BEGIN QUOTED PASSAGE
None of us is that much better than anybody else. We simply have more. We live comfortable lives, and that's a very good thing. But we are called to share it, to reach out, not to be overly concerned about our own success, our own strength, our own overconfidence sometimes, or maybe even our own fame. But we are called to be humble, to extol those who have less, to raise up those who are in need. If there are homeless around, we are called to help them find homes. If there are hungry people around, we are called to help feed them. If there are people who are struggling with illness, mental or physical, we are called to reach out and help them. If there are those who have physical or mental handicaps, we are called to take them under our wings. If there are people who are struggling in whatever way, we are called to say, "I care, I love you," because one of the messages of the Gospel is that selfishness is not what God wants us to embrace, but selflessness, caring for others, doing whatever we can for other people. And it's not always the marginal that we reach out to. It may be a lonely person in our neighborhood. It may be someone in our church who is struggling with an issue who needs a listening ear. It may be somebody who has recently experienced a death that needs a helping hand. It may be somebody right in our own neighborhood that we don't even see because we are so busy doing for ourselves.
END QUOTED PASSAGE
WORK INSTRUCTIONS: According to the passage on caring for others, what is one of the messages of the Gospel?
BEGIN SUPPLIED ENTRIES
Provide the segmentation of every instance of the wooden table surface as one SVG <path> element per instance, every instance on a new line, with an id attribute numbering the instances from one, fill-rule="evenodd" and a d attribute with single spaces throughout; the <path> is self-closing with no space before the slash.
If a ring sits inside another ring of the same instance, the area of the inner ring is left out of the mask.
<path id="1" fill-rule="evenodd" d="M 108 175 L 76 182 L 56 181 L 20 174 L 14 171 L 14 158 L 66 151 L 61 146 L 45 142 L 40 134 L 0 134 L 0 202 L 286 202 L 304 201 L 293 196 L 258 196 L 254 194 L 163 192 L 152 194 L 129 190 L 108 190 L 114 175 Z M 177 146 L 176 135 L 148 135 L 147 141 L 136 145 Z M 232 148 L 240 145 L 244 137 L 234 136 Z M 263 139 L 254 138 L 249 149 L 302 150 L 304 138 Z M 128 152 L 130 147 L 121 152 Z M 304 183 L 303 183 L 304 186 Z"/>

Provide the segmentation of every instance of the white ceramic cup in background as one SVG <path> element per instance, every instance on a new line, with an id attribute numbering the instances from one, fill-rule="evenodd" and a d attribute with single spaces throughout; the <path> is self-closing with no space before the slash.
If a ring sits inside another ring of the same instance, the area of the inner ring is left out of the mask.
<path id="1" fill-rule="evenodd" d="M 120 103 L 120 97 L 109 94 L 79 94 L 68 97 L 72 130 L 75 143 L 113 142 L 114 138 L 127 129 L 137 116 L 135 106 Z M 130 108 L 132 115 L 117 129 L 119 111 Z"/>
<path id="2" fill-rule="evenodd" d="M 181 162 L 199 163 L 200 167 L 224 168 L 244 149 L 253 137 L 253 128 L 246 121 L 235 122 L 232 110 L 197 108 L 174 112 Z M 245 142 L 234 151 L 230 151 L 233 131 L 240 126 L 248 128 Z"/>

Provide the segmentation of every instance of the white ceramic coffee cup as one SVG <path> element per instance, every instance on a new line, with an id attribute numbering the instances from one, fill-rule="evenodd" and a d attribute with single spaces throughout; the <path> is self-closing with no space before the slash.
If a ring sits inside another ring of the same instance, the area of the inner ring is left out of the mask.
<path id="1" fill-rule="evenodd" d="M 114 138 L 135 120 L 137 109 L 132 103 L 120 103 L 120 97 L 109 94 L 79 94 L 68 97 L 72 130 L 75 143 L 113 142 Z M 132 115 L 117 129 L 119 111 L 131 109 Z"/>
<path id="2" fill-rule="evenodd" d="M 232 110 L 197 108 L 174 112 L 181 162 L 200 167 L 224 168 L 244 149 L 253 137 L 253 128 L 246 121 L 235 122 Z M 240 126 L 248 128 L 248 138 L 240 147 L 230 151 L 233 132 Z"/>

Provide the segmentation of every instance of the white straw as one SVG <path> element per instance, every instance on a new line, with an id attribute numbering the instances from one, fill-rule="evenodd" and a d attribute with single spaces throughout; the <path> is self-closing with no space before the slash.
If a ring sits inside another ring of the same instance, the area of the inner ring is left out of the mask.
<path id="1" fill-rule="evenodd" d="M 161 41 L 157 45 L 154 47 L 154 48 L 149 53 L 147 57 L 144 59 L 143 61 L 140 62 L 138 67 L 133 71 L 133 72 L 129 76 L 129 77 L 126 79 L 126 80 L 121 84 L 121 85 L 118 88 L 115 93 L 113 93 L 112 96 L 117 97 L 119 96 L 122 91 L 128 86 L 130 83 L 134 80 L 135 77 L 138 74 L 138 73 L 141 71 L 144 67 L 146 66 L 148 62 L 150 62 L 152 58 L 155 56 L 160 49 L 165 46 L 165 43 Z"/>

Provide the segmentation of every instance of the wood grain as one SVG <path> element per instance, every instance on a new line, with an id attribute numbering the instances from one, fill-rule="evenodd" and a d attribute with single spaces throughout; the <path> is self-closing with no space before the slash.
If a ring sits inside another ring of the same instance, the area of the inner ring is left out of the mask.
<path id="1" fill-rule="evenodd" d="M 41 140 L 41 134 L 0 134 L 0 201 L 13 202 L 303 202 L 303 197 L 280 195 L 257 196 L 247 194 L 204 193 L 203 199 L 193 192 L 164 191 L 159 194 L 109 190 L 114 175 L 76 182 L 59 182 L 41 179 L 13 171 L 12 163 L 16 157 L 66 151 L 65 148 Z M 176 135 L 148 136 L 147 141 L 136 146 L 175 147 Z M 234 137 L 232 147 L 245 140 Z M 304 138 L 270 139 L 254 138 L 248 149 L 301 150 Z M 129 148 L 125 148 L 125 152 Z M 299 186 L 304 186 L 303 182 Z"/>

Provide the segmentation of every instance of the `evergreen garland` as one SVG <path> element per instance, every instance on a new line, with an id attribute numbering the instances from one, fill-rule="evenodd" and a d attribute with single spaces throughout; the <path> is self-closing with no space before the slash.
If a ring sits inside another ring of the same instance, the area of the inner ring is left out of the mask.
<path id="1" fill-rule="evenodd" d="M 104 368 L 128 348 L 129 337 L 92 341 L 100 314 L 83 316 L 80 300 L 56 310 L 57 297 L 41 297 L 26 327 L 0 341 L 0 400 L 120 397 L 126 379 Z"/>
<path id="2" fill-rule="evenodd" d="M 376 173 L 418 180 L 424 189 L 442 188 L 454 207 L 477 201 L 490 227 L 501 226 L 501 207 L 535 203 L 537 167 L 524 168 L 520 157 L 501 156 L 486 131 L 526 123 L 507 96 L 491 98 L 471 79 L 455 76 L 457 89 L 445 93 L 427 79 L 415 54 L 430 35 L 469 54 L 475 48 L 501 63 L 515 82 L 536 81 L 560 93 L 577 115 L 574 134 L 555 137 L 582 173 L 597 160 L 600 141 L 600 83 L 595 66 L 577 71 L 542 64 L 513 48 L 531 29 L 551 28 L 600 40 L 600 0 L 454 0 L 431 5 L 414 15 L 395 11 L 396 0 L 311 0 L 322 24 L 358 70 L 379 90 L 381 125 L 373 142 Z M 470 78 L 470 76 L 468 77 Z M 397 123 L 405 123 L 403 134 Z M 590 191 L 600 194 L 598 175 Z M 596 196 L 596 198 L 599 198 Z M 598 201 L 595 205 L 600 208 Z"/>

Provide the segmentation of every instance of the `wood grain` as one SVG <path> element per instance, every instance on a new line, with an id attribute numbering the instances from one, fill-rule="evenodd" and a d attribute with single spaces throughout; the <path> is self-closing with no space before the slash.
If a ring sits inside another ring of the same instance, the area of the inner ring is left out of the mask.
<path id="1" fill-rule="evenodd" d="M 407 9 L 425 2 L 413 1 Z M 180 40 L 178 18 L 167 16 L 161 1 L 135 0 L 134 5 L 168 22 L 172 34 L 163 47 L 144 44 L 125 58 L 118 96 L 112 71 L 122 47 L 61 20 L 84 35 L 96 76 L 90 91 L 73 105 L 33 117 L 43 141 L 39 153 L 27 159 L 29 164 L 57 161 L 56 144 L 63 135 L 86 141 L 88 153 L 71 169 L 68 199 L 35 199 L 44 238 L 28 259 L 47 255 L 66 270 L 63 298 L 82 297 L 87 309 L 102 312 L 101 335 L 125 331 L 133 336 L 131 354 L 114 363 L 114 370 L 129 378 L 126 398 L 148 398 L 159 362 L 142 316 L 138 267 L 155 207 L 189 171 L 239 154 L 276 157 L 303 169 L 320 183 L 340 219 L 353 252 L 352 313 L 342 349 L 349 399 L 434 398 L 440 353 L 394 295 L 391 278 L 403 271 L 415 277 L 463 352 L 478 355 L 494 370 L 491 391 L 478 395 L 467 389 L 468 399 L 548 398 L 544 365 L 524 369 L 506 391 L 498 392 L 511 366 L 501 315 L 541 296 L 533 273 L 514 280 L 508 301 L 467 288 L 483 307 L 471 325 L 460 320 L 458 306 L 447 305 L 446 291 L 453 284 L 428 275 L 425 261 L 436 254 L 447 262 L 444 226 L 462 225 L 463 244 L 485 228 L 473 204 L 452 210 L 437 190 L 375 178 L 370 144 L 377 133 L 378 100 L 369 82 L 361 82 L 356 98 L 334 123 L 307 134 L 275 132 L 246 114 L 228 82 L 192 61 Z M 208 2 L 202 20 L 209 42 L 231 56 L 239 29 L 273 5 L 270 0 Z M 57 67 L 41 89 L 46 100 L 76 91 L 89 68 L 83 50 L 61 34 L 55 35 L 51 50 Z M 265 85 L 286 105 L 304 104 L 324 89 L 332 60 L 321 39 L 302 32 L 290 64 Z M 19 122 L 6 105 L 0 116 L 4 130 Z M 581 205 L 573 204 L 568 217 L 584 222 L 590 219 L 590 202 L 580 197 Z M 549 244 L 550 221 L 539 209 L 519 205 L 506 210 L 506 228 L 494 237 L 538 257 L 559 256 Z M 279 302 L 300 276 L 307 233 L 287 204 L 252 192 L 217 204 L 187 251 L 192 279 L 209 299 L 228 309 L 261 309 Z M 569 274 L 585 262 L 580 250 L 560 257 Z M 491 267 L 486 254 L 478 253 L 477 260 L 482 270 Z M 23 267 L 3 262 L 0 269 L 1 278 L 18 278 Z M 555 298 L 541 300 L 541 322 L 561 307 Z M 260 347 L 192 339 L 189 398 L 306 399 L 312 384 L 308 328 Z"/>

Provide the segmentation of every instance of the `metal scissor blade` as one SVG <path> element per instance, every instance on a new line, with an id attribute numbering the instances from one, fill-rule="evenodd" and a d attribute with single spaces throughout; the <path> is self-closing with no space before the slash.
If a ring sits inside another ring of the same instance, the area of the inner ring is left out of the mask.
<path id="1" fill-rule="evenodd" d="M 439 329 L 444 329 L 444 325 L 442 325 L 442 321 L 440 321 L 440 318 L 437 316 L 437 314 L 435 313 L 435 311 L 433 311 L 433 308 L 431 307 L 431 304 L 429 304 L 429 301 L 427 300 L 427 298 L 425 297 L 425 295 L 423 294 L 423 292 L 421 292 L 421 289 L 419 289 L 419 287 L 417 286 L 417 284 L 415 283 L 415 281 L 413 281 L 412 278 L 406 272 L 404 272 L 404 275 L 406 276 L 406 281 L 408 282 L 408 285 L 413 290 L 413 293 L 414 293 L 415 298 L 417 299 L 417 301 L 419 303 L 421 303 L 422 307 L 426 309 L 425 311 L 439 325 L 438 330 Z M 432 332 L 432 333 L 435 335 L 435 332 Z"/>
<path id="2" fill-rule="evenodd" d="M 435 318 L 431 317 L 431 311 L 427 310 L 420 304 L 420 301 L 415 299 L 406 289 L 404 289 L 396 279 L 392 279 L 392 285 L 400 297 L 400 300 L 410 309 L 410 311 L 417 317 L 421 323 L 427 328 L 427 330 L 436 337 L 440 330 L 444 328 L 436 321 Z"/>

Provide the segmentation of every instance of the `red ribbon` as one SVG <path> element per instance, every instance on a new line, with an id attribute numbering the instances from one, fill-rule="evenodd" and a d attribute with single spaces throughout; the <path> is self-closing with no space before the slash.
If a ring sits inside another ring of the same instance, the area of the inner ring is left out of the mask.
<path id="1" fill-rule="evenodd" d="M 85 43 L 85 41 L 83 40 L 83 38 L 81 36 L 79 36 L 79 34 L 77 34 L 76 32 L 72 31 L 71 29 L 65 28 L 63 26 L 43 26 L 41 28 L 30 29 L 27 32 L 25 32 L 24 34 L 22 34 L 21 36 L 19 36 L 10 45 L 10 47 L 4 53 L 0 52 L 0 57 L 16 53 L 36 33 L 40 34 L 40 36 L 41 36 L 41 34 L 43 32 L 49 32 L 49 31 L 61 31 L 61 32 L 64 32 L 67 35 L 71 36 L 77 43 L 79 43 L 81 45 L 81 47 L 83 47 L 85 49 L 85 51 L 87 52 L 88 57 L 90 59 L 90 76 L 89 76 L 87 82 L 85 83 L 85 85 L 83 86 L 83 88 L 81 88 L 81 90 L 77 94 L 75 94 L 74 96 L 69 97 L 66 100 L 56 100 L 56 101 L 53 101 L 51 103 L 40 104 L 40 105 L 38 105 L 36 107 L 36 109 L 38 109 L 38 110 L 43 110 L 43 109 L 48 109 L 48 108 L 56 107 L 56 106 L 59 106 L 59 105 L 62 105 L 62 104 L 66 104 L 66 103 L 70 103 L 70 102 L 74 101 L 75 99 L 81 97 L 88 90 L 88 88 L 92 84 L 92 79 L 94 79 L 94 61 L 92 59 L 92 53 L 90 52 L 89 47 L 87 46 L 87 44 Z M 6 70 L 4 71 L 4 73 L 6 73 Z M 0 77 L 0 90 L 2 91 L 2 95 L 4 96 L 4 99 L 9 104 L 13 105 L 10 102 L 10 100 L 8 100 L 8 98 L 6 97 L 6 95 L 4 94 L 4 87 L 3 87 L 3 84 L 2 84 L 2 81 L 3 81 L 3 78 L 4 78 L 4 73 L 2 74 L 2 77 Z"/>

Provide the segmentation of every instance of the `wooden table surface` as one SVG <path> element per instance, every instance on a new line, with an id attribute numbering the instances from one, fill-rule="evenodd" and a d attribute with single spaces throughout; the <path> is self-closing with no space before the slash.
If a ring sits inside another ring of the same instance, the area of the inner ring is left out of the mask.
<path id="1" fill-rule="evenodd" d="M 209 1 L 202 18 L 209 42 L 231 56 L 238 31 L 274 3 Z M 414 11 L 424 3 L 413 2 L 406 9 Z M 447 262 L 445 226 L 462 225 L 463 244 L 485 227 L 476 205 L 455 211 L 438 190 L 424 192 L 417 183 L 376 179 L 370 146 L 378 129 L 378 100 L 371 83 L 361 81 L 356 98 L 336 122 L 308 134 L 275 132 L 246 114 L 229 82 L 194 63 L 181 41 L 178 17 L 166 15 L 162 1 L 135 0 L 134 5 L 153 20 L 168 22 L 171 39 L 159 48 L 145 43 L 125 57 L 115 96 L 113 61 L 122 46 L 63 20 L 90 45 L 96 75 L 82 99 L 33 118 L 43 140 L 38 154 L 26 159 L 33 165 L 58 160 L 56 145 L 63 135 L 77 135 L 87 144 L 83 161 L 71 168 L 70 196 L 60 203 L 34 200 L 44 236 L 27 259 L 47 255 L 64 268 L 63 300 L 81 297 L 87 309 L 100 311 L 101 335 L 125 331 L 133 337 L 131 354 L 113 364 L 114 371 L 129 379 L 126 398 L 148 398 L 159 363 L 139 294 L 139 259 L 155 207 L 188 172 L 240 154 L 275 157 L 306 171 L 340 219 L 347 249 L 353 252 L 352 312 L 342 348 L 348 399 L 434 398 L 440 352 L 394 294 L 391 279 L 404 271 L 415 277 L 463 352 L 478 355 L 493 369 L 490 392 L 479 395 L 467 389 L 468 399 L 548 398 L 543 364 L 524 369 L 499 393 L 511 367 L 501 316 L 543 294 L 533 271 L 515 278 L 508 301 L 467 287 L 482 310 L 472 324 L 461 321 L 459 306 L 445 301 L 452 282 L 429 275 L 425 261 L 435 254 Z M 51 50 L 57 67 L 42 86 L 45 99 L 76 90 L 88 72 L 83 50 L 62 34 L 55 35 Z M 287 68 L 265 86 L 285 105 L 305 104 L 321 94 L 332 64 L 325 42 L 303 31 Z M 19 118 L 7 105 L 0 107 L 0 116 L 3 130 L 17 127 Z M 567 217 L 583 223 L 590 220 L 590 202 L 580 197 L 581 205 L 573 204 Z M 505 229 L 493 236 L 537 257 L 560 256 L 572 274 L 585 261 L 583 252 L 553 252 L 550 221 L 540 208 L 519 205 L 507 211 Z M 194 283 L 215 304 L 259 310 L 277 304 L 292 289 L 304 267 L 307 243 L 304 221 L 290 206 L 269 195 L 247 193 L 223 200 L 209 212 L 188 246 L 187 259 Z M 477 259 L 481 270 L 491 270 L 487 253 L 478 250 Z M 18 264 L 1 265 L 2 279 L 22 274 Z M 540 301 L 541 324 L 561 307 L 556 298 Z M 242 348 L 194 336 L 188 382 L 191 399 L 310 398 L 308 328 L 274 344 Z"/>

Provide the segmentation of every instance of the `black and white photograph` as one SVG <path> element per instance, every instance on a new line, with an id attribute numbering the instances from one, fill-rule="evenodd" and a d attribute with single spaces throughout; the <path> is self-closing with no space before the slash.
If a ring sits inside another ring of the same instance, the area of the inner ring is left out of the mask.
END SUPPLIED ENTRIES
RESULT OF THE EXERCISE: Selfishness is not what God wants us to embrace, but selflessness: caring for others and doing whatever we can for other people.